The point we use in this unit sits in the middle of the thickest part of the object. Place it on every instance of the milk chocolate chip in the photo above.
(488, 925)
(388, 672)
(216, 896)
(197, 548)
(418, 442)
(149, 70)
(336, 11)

※

• **Required work**
Copy out the whole listing exactly; please set it all down.

• **Exercise response**
The point we use in this unit sits in the middle of the thickest part of the object. Place it on every instance of the milk chocolate chip in the photo above.
(488, 925)
(388, 672)
(216, 896)
(197, 548)
(418, 442)
(149, 70)
(336, 11)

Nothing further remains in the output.